> _TASK DATA_
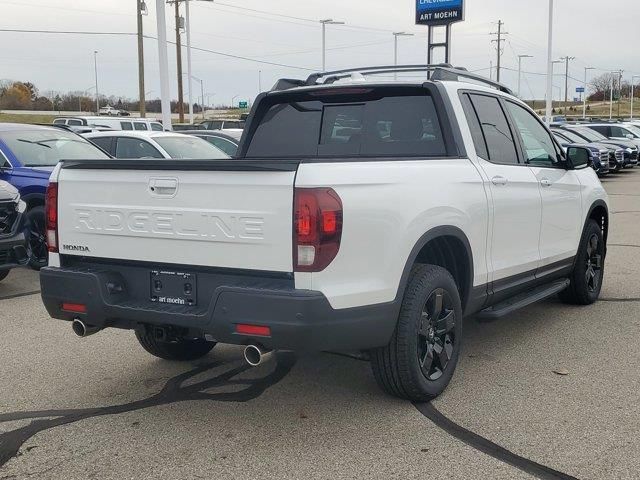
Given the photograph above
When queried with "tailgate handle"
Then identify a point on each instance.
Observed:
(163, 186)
...
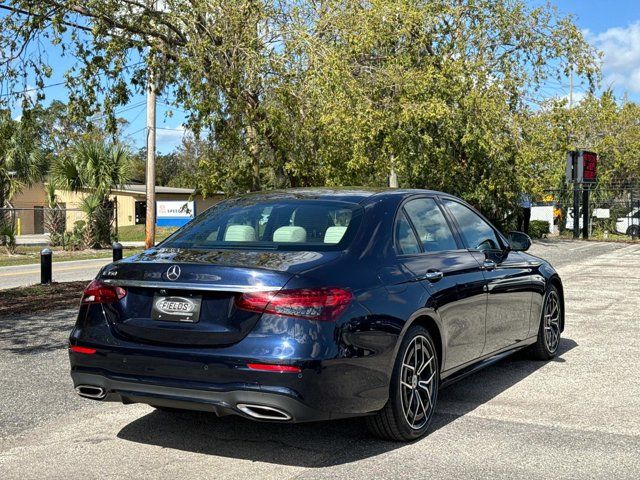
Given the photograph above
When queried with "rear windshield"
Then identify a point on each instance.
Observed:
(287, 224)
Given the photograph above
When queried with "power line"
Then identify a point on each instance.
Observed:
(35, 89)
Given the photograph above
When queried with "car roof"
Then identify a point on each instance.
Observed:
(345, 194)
...
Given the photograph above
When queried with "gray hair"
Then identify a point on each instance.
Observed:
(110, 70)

> _WORK ORDER_
Filter the material above down to the lines that hold the word "queried".

> _SOLUTION_
When queried with "tailgate handle"
When queried with "rear windshield"
When queried with "power line"
When queried with "car roof"
When queried with "gray hair"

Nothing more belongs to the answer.